■ Text to read ■
## BEGIN

For 50 years, real estate transactions have been personal for The Cabot Group

Mike Smith, founder and CEO of The Cabot Group. (Photo provided)

There was a time, as Mike Smith’s firm grew and gained a greater foothold within Rochester’s real estate community, that it made sense to be multi-faceted.

Cabot Management Corp. managed properties for third-party clients, developed a town home community in Honeoye Falls, became a mortgage lending correspondent for a major life insurance company and created a series of investment partnerships to own and operate retail, office and multifamily space.

But as Smith, the CEO, evaluated his firm’s strengths and how his team could best serve clients back in the mid-1990s, the mirror provided a more accurate picture of the future.

Rather than dabbling in a variety of industry sectors, it made most sense to focus on being the best real estate servicer in the region.

So his firm shifted away from development, from investment and from building ownership, he altered the company name to The Cabot Group, and the employees began concentrating solely on being trusted advisors and high-quality service providers.

Now celebrating 50 years of service in the real estate industry, the pivot has The Cabot Group in a position of strength heading into the next half century.

“Every business executive at some point in time will have a real estate issue they need to address,” Smith said. “We’ve grown to be a resource to address those issues. But then once we agree with the client on the course of action, someone has to implement the strategy.”

Enter The Cabot Group. Whether it’s providing brokerage services, managing a 500-unit apartment community, executing market analysis, doing audits or helping a client decide the best time to diversify or refinance, someone with the firm’s 130 employees is a specialist in that particular silo.

“We could not have talent that was a jack-of-all-trades,” Smith said. “If we were going to be good at what we do, if we were going to provide the quality and expertise that our clients would expect and we would expect, we had to specialize.”

He came to that realization by performing what he called a SWOT: an analysis of strengths, weakness, opportunities and threats.

## END

■ Records shown ■
## BEGIN

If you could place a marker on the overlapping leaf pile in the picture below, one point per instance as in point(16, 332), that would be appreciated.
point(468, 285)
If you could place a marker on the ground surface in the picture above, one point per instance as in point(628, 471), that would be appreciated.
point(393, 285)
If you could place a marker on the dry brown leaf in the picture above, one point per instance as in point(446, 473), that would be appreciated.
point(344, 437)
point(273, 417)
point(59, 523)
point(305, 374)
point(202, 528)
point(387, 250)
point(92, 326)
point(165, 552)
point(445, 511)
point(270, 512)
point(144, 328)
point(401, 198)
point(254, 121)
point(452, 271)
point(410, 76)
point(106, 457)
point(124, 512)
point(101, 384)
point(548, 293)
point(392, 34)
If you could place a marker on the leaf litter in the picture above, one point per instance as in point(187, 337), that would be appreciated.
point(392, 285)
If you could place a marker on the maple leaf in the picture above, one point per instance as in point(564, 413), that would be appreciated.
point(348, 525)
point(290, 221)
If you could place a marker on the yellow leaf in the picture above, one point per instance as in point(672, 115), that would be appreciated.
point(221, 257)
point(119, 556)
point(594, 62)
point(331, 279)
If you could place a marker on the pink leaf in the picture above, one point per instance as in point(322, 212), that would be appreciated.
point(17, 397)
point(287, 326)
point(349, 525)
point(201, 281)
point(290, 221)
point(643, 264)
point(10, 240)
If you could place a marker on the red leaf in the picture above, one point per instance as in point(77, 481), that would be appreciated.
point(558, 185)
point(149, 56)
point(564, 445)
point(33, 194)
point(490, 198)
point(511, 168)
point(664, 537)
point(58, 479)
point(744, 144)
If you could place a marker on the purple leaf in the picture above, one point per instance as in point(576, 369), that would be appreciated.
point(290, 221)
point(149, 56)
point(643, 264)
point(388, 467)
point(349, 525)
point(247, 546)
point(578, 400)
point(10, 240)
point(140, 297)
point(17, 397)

## END

■ Exercise task 1 ■
In the article about The Cabot Group, how many employees does the firm have?
■ Exercise task 2 ■
Retype the part of the article about The Cabot Group that begins at the words "Cabot Management Corp." and ends after the words "in the region.".
■ Exercise task 3 ■
Write what comes next in the article about The Cabot Group, starting after its last sentence.

■ Expected answer 1 ■
The firm has 130 employees.

■ Expected answer 2 ■
Cabot Management Corp. managed properties for third-party clients, developed a town home community in Honeoye Falls, became a mortgage lending correspondent for a major life insurance company and created a series of investment partnerships to own and operate retail, office and multifamily space.

But as Smith, the CEO, evaluated his firm’s strengths and how his team could best serve clients back in the mid-1990s, the mirror provided a more accurate picture of the future.

Rather than dabbling in a variety of industry sectors, it made most sense to focus on being the best real estate servicer in the region.

■ Expected answer 3 ■
The strengths: high-quality key personnel and a multitude of experience in all facets of real estate.

The weaknesses: limited investment capital.

The opportunities: a market devoid of full-service service providers and advisors.

The threats: a relatively small real estate market and the need to fill every need for a potential client.

When the firm also owned property, Smith realized it wasn’t right to be in competition with clients for the same office tenant or retail tenant. That was also why The Cabot Group chose to be only an advisory and service provider.

“I just felt there was a need for a specialized real estate management company,” he said. “Each of the steps along the way, people have come to us and said, ‘Can you help me?’ And over the years, the opportunity to help has expanded.”

A graduate of Monroe Community College and then Miami University in Ohio, Smith said his best education in real estate came from his first job, as general manager of property management for Rochester-based Stanndco Developers, a firm that no longer exists. “General manager” essentially meant he would generally do a little of everything.

“They threw so much at me,” Smith said.

He realized, however, that there was a niche in the market, so at the age of 26 he made the decision to create his own firm. Which meant he needed a name, but as a relatively unknown, Smith Management or The Smith Group or Michael Smith Real Estate just wasn’t going to wow the marketplace.

“Who is going to put their money in my hands at my age?” he said. “I needed something that sounds like it’s been around here forever.”

He settled first on Cabot Management Corp. It sounded stately. It sounded regal. It was unique. And now, 50 years later, The Cabot Group’s direction and focus is also unique.

One of his first clients was The Windsor Square in Penfield. The residential community is still a client. Today The Cabot Group manages around two million square feet of office, industrial, warehouse and retail space and more than 4,000 multifamily units across a dozen properties. Representatives also broker some $50 million annually in transactions.

“My clients have become my friends, and my friends have become my clients,” Smith said.

They recently completed liquidation of the Max Farash property empire, a portfolio that included around 75 properties, most of which was in Western New York. The proceeds fund the Max and Marian Farash Charitable Foundation.

Farash Place at 255 East Ave. was not sold, however. With 170,000 square feet of office space, it is home to the foundation as well as other tenants and is 96-percent leased, Smith said.

“Under everything we do is someone’s money,” Smith said, “so our financial administration has to be perfect. Everything we do is relationship-based. It’s not transactional, it’s personal.”